Thanks for all the help man, there is one more thing I need to know. I really need some files that are on the computers HDD, so can I just take it out of my computer and put it into my friends computer (he has Aspire 5520g also) and boot wthout problem?


----------



## night_shift

*Re: Acer ASPIRE 5520g boot problem (when turned on it turns off)*

NO. It dont work like that.

U could use a cross over cable but I,m not sure how to set this up.

What I use is an external caddy. You remove your HDD and fit it in the caddy and it becomes an external HDD. It will connect with any PC or Laptop via USB cable. The host PC will recognise it as another drive and all you do is pull off all the files u need. You can even run HDD diagnostics from the other computer/laptop.

If ur lappy cant be fixed dude, then at least u will have an external USB HDD for backups etc. Make sure you get one that supports ur HDD. I think u can get multi HDD support types as well.

Once you get what u want give the BIOS flash a try. Shame to give up and scrapyard ur lappy.


----------



## night_shift

*Re: Acer ASPIRE 5520g boot problem (when turned on it turns off)*

Just had a thought dude! Im still thinkin u got busted RAM. Why not try a stick of your friends RAM just to prove its not a RAM issue........if its compatible......worth a try!


----------



## Melkijad

*Re: Acer ASPIRE 5520g boot problem (when turned on it turns off)*

OK, very strange thing has just happened!

I just tried to turn on the computer and it got past 'Acer boot screen' and got to a black screen with underscore blinking in top left corner!!

I only left HDD out for like few hours and this happened.


----------



## night_shift

*Re: Acer ASPIRE 5520g boot problem (when turned on it turns off)*

Strange beasts Laptops. Why not try ur recovery process again dude.


----------



## Melkijad

*Re: Acer ASPIRE 5520g boot problem (when turned on it turns off)*

That recovery is very mysterious. By pressing ALT + F10, I only get to a screen that says 'windows failed to start' and then tells me that I need to insert windows CD and do a windows repair, but I can't do this since I don't have the CD. The other options are starting in safe mode, starting with last good configuration and starting windows normally. I tried safe mode, but it stops when loading files, it stops at crcdisk.sys...


----------



## night_shift

*Re: Acer ASPIRE 5520g boot problem (when turned on it turns off)*

I've seen many posts on forums about this. Some say its a driver issue (ur strange HUB maybe???). Try your recovery again in safe mode and when it stops at crcdisk.sys just leave the the thing and see what happens. Some dudes have waited 15 minutes and then it loads Windows. Once u have windows back, maybe (u will be in safe mode) run check disk, the link below will show u how. If u Google crcdisk.sys, and u think ur head hurts at the moment............start takin some asprin.

http://www.windows-help-central.com/windows-vista-chkdsk.html


----------



## Melkijad

*Re: Acer ASPIRE 5520g boot problem (when turned on it turns off)*

I waited and it got past crcdisk.sys, started safe mode, but I got an error message:

Windows can't finish install in safe mode.

So since I reinstalled windows with eRecovery, it needs to start in normal mode in order to complete the installation. But when I try to start in normal mode it just stops loading at loading bar. I guess I need to find a way to start it normally.

* [Explore the material]
1. In the forum thread about the Acer Aspire 5520g, at which file does safe mode stop loading?
2. Please explain, using the forum thread about the Acer Aspire 5520g, why Windows must start in normal mode after it gets past crcdisk.sys.

* [Given entries]

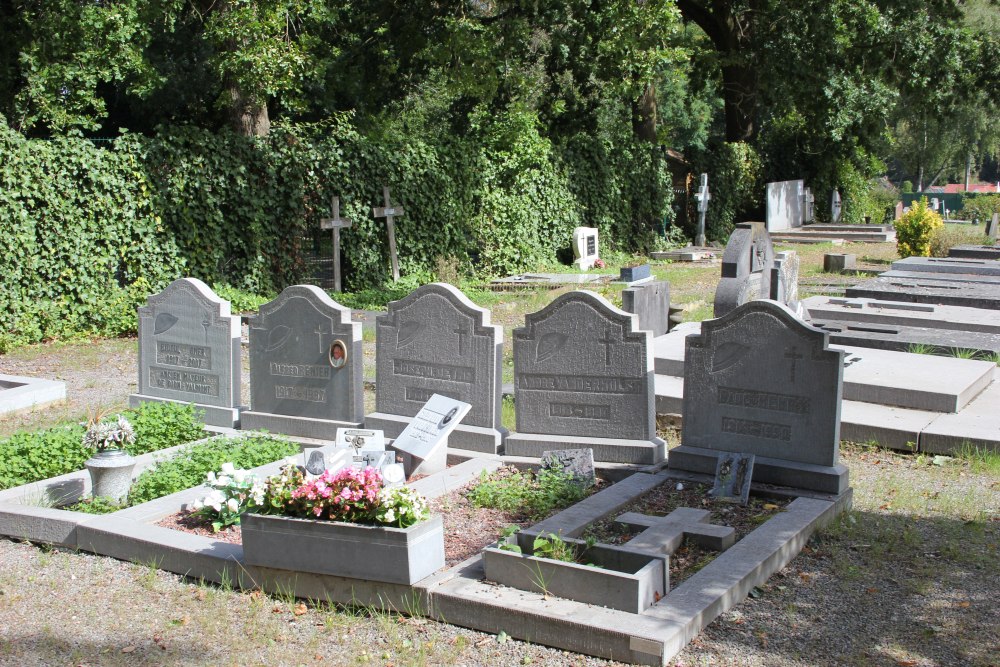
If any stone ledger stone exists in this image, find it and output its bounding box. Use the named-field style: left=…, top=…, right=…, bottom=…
left=243, top=285, right=364, bottom=440
left=622, top=280, right=670, bottom=338
left=129, top=278, right=240, bottom=428
left=668, top=300, right=848, bottom=494
left=715, top=222, right=774, bottom=317
left=365, top=283, right=507, bottom=454
left=507, top=290, right=665, bottom=464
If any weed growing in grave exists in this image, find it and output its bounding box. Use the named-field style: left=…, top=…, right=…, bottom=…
left=468, top=466, right=589, bottom=520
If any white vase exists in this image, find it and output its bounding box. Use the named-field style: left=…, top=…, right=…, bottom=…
left=84, top=449, right=135, bottom=503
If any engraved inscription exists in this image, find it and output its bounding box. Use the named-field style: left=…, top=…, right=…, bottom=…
left=156, top=341, right=212, bottom=370
left=274, top=384, right=326, bottom=403
left=392, top=359, right=476, bottom=384
left=722, top=417, right=792, bottom=442
left=270, top=361, right=330, bottom=380
left=719, top=387, right=810, bottom=415
left=403, top=387, right=441, bottom=404
left=149, top=366, right=219, bottom=396
left=549, top=403, right=611, bottom=421
left=517, top=373, right=645, bottom=394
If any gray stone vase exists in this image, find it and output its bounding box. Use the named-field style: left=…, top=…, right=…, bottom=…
left=83, top=449, right=135, bottom=502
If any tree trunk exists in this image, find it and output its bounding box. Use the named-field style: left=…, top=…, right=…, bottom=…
left=632, top=83, right=656, bottom=143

* [Answers by task]
1. It stops at crcdisk.sys.

2. Windows was reinstalled with eRecovery, and it showed the error "Windows can't finish install in safe mode." So it has to start in normal mode to complete the installation.